Records of labeled points:
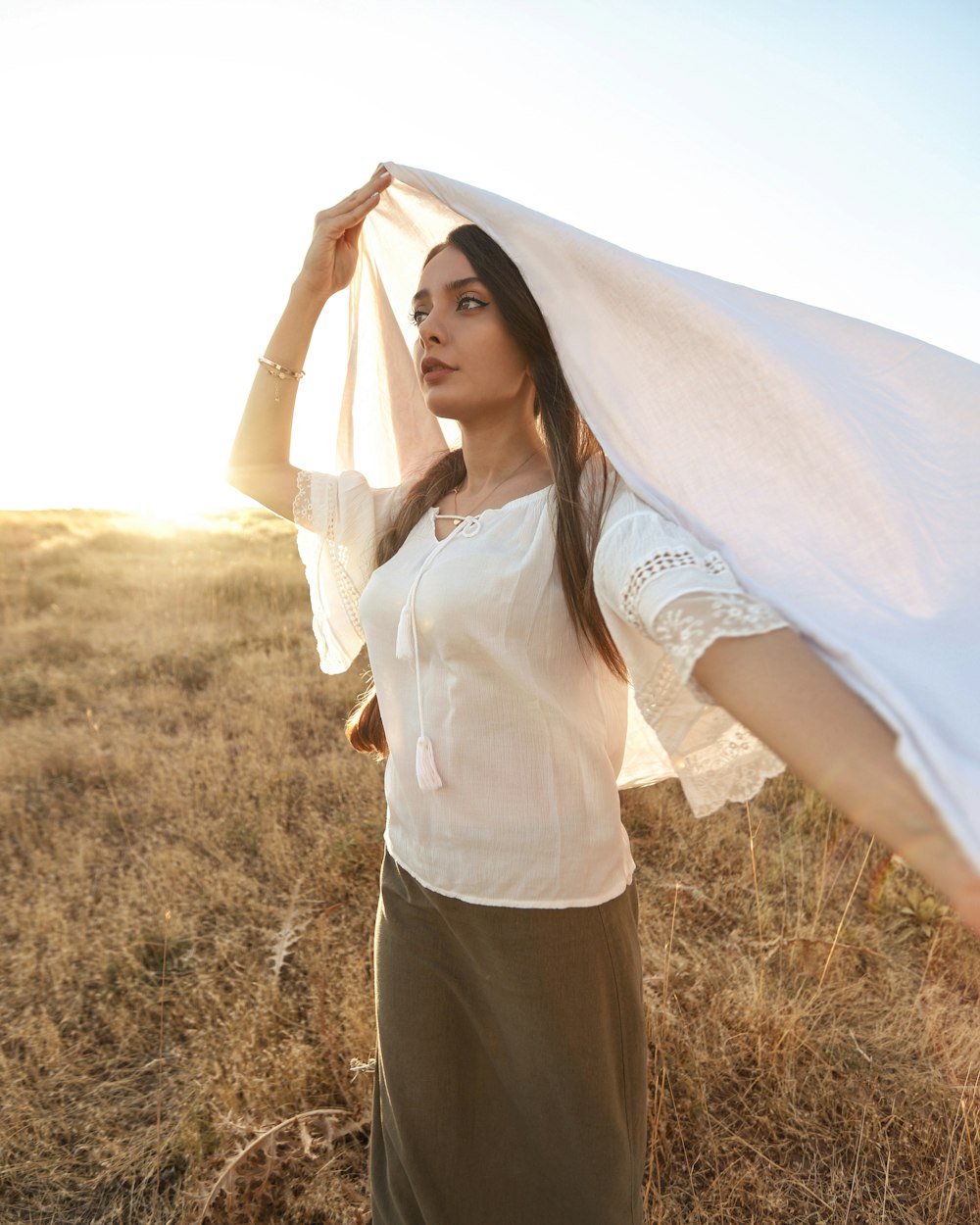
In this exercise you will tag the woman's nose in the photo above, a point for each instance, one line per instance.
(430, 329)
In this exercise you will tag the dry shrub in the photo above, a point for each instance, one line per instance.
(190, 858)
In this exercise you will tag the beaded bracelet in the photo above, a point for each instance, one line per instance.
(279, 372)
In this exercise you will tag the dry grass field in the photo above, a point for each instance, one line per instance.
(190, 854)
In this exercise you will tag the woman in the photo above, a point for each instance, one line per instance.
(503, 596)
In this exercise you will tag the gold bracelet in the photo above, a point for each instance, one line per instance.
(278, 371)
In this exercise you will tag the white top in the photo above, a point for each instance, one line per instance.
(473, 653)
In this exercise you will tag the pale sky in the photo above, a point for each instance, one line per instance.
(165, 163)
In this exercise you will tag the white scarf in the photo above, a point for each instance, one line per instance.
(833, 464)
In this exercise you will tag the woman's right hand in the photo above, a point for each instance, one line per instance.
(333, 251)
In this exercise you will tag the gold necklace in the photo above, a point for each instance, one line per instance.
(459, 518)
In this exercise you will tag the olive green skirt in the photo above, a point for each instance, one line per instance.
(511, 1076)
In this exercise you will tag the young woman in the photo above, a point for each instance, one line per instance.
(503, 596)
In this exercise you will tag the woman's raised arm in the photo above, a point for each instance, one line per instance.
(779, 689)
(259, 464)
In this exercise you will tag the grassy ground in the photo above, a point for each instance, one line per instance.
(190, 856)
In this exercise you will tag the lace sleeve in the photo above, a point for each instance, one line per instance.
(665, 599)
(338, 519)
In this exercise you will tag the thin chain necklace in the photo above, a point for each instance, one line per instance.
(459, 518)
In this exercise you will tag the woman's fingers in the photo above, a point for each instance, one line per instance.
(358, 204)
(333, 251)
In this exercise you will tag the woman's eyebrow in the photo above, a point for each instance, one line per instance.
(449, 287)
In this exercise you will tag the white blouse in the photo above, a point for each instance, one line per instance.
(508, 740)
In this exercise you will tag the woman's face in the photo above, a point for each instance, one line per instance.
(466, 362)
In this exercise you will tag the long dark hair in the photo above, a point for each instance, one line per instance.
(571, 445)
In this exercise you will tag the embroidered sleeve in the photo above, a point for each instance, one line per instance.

#### [What you have to do]
Please copy every line of the listing, starting with the line that contains "In this exercise you will tag the olive" and going on through the end of the listing, and raise each answer coordinate by 113 while leaving all other text unchanged.

#### [Right answer]
In this exercise you will tag the olive green skirt in the photo above, a point for each instance, one line per instance.
(624, 1189)
In this exercise you will tag the young woman in the photo above, a point for each instance, one line per instance.
(616, 709)
In this exercise you will tag the woman's raised arm in the photo above, a point for each instance, one line per instance.
(892, 802)
(372, 577)
In this exercise you will tag the grassy ground in the photo above, a point for each instance, one line per instance.
(303, 969)
In this exercise you will tag the lace sleeve in the photo above, a point for each instance, one line per instance.
(778, 712)
(451, 632)
In this exercise you will tag the thin chain necklace in the photo above, a point for each instance, one line per instance.
(572, 631)
In this exercise you will tag the woman's fingers in the photo above, a point for each instance, one line per instance.
(471, 317)
(446, 364)
In this exercise you will tag the woman's eyebrow in the photo above, a point for each instance, one line per instance.
(562, 400)
In this exercise you will tag the white blouse in the photo above, a point for each instance, one line per instance.
(621, 853)
In this exercise you will tag the woman's face in the photo above, a point for each instance, one line per instance.
(579, 475)
In this exercise you will tag the long dark hair in the photo above, a point for each instance, one line per instance.
(684, 558)
In this exercise you will tag the embroidered sleeve in the photo above, a point for each instance, one line per instance.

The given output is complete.